### [WHAT NEEDS TO BE DONE]
Put the rows below into a numbered list, one number per line, and leave out any blank lines.

### [RECORDS FOR THIS EXERCISE]
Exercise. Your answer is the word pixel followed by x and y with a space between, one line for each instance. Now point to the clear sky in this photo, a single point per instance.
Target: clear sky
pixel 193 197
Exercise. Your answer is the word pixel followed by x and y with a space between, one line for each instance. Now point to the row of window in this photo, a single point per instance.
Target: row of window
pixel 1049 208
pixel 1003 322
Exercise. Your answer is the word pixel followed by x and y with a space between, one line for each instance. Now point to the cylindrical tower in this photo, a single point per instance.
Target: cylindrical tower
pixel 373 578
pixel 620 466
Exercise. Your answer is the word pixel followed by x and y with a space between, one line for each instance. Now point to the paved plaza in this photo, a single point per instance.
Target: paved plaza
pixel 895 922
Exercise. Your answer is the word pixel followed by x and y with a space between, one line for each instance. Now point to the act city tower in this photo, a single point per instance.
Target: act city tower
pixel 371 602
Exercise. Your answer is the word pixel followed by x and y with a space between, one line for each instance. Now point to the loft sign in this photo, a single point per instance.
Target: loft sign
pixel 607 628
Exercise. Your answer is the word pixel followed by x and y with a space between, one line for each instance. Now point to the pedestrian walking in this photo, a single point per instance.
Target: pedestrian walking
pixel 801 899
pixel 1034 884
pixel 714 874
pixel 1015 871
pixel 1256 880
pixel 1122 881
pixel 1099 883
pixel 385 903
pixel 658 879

### [TASK ANSWER]
1. Exercise. Your answer is the word pixel followed by x and y with a space between, one line for each instance. Now point to the clear sky in this photo, a single point per instance.
2. Target: clear sky
3. pixel 193 197
4. Exercise. Your answer is the word pixel followed by x and y with a space between, one line for each instance. Now point to the row of window in this photo, a single point per instance.
5. Target: row of window
6. pixel 1049 208
7. pixel 1003 322
8. Exercise. Your answer is the word pixel followed by x and y with a space between, one line for each instance. Now point to the cylindrical tower in this photo, a single point per instance.
9. Target: cylindrical tower
10. pixel 373 578
11. pixel 620 466
12. Exercise. Your answer is the word pixel followed by x and y with a space between, one line for each instance. Now point to the paved plaza in this photo, a single point per instance.
13. Target: paved plaza
14. pixel 895 922
15. Exercise. Your answer is the word pixel followed by x and y with a space between, one line for each instance. Now point to the act city tower in this photo, a single point per instance.
16. Target: act city tower
17. pixel 371 602
18. Exercise. Your answer is the word pixel followed by x and y with a space between, one line for each instance. Now point to the loft sign in this photo, a single point per instance.
19. Target: loft sign
20. pixel 607 628
21. Exercise. Your answer is the word pixel followed by x and y with a space between, one line for each instance. Now point to the pedestrian walking in this photo, a single point per instance.
22. Target: pedestrian walking
23. pixel 801 899
24. pixel 1034 884
25. pixel 714 874
26. pixel 1015 871
27. pixel 1256 880
28. pixel 1122 881
29. pixel 1099 883
30. pixel 385 903
31. pixel 658 879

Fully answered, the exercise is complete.